● **Activity**:
Once you find the line containing "raspberry on pancake" in the data below, copy it and each following line exactly, up to and including the line containing "Annotation task — locate each instance of the syrup", and nothing else.

● **Data to examine**:
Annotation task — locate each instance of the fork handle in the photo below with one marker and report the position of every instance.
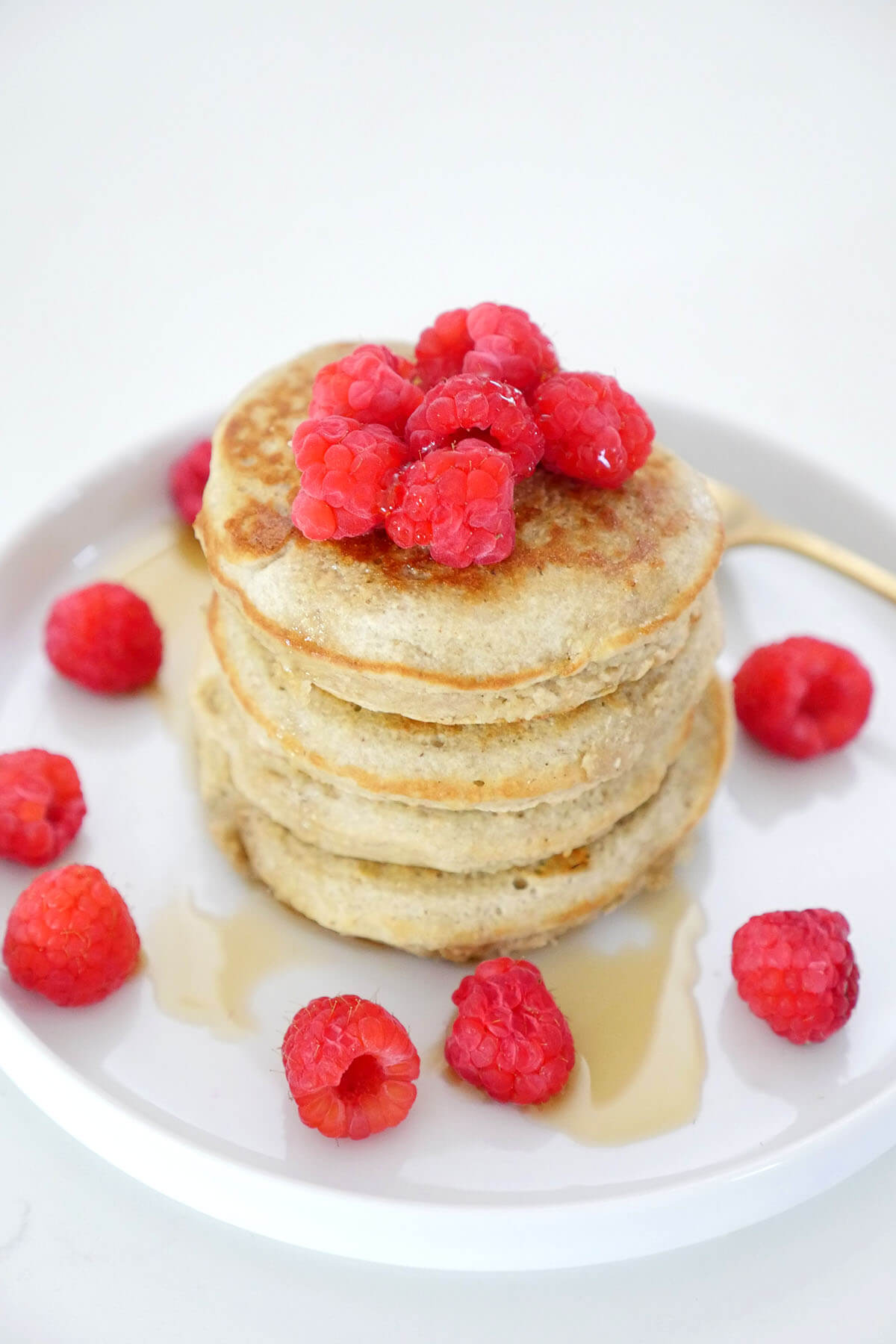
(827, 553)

==

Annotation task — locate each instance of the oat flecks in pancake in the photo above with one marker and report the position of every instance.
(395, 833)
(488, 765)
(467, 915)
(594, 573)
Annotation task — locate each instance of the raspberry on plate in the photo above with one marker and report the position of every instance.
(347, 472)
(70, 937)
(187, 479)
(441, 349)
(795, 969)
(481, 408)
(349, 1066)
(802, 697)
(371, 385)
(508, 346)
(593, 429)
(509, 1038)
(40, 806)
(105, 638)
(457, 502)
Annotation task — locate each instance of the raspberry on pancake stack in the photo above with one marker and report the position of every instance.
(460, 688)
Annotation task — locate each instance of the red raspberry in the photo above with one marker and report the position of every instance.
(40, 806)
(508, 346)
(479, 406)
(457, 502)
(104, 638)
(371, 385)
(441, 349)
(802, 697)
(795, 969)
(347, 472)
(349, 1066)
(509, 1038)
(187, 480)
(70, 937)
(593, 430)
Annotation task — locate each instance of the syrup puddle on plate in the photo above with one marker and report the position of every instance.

==

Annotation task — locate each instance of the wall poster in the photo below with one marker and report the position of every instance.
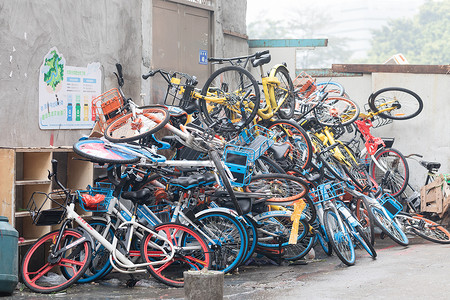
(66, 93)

● **Result for this exercise**:
Annotation task — locate each instance of the raspberry on pancake stack in the photo above with one marker and report the position of every instance.
(460, 688)
Annotation task — locate each instance of the red raspberry in the photo above with one marker and report the position of every instance.
(40, 806)
(508, 346)
(479, 406)
(457, 502)
(104, 638)
(371, 385)
(441, 349)
(802, 697)
(795, 969)
(347, 472)
(349, 1066)
(509, 1038)
(187, 480)
(70, 937)
(593, 430)
Annotation task — locate each instance of the syrup puddle on plate in the photo above with one marker and report the position of every instance.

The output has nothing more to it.